● Selected text:
╭──
It’s That Time Of Year: Thermostat Wars Are Happening All Over

By Ana Veciana-Suarez
Tribune News Service

WWR Article Summary (tl;dr) A recent study found that chillier temps actually affect women’s work, and not for the best. Put another way, women performed better in warmer temps. 

Tribune News Service

No, it’s not your imagination. The mercury may be inching its way up to summer, but our offices are stubbornly stuck in the Ice Age. That’s because lots of workplaces set the temperature to about 70 degrees based on a 1960s formula of men’s metabolic rates.

As a result, most women are forced to keep a cheap cardigan over their office chair and an old throw in a drawer. I know one worker, a paralegal, who has a portable heater under her desk. She claims it’s the only way to avoid frostbite on her toes.

The thermostat wars in the office are nothing new, and they’re as difficult to negotiate as a Middle East peace treaty. Finding an acceptable compromise may be the quintessential Catch-22 situation. Whatever the maintenance staff does, they’re sure to anger one group or the other. Of course it’s not just offices where the thermostat is set too low. Movie theaters, department stores and especially hospitals tend to the permanently Siberian.

For years I worked in a newsroom where one section was steamy enough for a good pore-cleaning facial while the cubicles on the other side were positively polar. Depending on the geographical location of your desk, either the women or the men were miserable. I homesteaded in the latitude of the Arctic. Most of us there kept an emergency-heat supply, usually a sweater or blanket that we could throw over our shoulders as frozen fingers grew too stiff to dance across the keyboard. When it got really bad, we just stepped outside to defrost in Miami’s humid heat.
╰──
● What this task involves:
Reproduce the article above on office thermostat wars in full, word for word, from its headline through its last sentence.

● Data excerpts:
╭──
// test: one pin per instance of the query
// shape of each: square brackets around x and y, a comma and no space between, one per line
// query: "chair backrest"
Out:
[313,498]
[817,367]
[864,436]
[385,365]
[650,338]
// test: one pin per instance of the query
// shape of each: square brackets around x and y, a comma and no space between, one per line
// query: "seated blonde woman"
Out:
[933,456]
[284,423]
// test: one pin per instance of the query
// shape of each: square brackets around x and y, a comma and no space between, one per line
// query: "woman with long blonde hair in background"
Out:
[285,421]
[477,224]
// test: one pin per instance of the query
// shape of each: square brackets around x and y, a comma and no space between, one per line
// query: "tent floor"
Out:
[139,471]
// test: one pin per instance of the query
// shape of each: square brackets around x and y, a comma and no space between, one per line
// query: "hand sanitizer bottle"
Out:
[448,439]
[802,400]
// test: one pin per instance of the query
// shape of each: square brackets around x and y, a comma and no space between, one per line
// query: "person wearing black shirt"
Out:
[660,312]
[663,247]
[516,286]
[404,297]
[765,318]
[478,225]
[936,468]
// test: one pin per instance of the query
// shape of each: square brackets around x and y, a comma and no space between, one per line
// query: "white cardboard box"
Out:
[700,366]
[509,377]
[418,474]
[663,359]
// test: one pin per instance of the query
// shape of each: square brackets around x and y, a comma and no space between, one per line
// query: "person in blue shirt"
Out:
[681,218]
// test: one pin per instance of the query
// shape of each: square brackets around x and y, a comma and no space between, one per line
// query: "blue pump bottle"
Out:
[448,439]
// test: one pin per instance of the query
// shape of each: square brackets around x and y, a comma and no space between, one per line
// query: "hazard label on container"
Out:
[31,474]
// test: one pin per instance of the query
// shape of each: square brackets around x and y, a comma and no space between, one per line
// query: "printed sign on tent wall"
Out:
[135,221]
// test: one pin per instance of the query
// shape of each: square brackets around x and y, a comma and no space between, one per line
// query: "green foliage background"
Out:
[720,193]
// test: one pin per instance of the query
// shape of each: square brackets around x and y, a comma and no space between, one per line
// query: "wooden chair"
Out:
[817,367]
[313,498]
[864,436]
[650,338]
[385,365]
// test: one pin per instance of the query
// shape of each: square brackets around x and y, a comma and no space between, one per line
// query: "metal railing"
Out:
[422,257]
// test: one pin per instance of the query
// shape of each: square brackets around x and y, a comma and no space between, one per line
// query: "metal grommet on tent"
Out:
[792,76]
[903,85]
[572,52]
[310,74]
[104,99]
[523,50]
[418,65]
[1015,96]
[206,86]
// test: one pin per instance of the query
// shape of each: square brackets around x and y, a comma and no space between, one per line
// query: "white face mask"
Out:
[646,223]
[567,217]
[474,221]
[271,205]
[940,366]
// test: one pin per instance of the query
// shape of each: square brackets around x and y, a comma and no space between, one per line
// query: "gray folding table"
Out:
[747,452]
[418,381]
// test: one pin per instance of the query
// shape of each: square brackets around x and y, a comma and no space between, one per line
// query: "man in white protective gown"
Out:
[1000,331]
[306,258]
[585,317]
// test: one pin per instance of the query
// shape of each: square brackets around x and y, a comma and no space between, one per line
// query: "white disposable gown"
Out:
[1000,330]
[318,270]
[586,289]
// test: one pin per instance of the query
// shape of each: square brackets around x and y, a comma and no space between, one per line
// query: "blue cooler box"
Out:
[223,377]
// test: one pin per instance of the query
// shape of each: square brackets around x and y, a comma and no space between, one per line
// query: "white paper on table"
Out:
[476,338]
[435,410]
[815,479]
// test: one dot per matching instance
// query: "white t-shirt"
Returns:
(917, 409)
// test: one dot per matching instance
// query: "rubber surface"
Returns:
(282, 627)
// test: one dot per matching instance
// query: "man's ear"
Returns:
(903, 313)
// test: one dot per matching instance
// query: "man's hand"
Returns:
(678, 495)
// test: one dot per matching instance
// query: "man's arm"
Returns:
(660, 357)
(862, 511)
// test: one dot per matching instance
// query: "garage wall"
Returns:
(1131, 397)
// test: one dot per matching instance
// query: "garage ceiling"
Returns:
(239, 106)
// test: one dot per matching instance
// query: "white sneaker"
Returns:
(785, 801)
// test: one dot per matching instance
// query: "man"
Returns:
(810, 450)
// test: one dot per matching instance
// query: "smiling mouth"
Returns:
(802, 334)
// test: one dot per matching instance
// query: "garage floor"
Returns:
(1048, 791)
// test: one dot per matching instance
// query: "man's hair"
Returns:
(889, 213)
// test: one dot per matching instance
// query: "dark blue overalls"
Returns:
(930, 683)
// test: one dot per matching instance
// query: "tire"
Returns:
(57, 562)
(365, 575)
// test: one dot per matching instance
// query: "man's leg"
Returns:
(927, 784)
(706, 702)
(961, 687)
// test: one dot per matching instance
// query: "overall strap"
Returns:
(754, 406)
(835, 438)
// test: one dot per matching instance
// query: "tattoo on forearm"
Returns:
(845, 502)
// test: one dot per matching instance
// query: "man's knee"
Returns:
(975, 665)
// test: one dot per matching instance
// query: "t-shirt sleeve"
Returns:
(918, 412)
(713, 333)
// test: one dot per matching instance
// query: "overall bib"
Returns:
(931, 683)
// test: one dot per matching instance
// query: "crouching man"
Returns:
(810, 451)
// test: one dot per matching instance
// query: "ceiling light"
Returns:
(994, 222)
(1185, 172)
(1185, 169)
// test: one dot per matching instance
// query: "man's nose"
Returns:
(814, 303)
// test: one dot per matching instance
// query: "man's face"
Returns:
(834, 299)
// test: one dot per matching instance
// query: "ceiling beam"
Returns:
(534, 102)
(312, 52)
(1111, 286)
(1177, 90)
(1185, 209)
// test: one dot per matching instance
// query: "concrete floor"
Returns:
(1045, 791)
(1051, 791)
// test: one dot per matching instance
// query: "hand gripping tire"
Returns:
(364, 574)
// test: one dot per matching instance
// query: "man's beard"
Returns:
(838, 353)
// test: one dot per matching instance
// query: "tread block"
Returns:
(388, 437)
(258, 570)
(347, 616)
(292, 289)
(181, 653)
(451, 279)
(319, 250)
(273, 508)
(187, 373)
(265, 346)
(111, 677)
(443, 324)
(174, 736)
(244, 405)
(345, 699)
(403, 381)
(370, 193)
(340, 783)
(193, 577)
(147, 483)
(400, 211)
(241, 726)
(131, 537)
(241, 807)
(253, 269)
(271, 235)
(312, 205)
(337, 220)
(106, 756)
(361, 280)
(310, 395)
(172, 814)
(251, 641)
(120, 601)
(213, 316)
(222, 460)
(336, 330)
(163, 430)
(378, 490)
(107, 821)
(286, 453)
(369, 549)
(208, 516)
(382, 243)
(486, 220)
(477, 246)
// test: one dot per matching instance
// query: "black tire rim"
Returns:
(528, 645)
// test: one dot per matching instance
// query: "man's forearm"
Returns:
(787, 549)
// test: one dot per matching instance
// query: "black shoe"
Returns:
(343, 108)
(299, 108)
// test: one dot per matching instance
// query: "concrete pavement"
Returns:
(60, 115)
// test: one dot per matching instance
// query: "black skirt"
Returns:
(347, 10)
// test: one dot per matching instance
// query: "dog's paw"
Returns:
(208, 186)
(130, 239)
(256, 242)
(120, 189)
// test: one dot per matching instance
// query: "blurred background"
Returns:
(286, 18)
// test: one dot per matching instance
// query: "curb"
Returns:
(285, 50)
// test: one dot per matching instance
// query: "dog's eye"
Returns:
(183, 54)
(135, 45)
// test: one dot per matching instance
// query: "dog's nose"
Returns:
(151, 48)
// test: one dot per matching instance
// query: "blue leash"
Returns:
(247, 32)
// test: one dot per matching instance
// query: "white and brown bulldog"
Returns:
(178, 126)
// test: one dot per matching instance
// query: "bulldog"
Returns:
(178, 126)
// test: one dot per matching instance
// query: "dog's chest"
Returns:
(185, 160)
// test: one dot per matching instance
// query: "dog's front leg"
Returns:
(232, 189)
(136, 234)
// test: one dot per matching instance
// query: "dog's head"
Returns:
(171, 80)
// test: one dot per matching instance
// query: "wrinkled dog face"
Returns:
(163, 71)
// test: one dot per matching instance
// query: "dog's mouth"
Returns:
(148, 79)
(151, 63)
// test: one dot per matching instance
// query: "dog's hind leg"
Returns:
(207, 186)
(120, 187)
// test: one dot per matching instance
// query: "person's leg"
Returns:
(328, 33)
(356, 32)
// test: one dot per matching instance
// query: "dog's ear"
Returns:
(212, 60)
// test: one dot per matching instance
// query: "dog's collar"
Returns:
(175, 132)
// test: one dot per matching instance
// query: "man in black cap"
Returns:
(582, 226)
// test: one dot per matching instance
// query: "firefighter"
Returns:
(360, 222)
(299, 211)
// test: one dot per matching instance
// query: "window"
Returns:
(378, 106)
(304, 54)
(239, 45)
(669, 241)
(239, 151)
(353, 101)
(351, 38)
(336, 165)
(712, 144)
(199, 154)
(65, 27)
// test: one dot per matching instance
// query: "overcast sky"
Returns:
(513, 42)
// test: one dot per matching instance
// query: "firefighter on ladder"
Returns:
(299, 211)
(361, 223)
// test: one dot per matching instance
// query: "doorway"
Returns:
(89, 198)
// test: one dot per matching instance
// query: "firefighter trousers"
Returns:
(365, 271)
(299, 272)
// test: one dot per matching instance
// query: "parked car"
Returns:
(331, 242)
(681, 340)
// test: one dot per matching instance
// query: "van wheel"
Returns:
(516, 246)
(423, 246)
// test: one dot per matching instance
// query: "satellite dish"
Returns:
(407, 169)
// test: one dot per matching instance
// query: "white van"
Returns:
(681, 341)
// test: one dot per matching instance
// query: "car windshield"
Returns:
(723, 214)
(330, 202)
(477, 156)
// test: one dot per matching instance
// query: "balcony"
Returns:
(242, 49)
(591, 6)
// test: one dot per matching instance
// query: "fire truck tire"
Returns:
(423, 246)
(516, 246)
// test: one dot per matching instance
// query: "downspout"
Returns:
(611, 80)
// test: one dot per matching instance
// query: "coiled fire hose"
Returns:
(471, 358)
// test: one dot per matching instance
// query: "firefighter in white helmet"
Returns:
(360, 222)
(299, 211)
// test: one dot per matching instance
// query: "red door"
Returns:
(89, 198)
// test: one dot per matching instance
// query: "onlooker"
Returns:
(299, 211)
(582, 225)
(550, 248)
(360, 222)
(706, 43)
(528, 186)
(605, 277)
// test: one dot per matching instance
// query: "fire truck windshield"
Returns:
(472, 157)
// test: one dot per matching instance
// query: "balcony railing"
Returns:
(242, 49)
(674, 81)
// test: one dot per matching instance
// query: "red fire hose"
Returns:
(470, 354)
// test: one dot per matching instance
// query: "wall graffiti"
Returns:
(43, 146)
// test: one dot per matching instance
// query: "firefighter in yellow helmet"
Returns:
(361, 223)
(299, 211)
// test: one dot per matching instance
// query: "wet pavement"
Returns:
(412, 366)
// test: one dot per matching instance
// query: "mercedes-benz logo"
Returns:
╰──
● Solution for this task:
It’s That Time Of Year: Thermostat Wars Are Happening All Over

By Ana Veciana-Suarez
Tribune News Service

WWR Article Summary (tl;dr) A recent study found that chillier temps actually affect women’s work, and not for the best. Put another way, women performed better in warmer temps. 

Tribune News Service

No, it’s not your imagination. The mercury may be inching its way up to summer, but our offices are stubbornly stuck in the Ice Age. That’s because lots of workplaces set the temperature to about 70 degrees based on a 1960s formula of men’s metabolic rates.

As a result, most women are forced to keep a cheap cardigan over their office chair and an old throw in a drawer. I know one worker, a paralegal, who has a portable heater under her desk. She claims it’s the only way to avoid frostbite on her toes.

The thermostat wars in the office are nothing new, and they’re as difficult to negotiate as a Middle East peace treaty. Finding an acceptable compromise may be the quintessential Catch-22 situation. Whatever the maintenance staff does, they’re sure to anger one group or the other. Of course it’s not just offices where the thermostat is set too low. Movie theaters, department stores and especially hospitals tend to the permanently Siberian.

For years I worked in a newsroom where one section was steamy enough for a good pore-cleaning facial while the cubicles on the other side were positively polar. Depending on the geographical location of your desk, either the women or the men were miserable. I homesteaded in the latitude of the Arctic. Most of us there kept an emergency-heat supply, usually a sweater or blanket that we could throw over our shoulders as frozen fingers grew too stiff to dance across the keyboard. When it got really bad, we just stepped outside to defrost in Miami’s humid heat.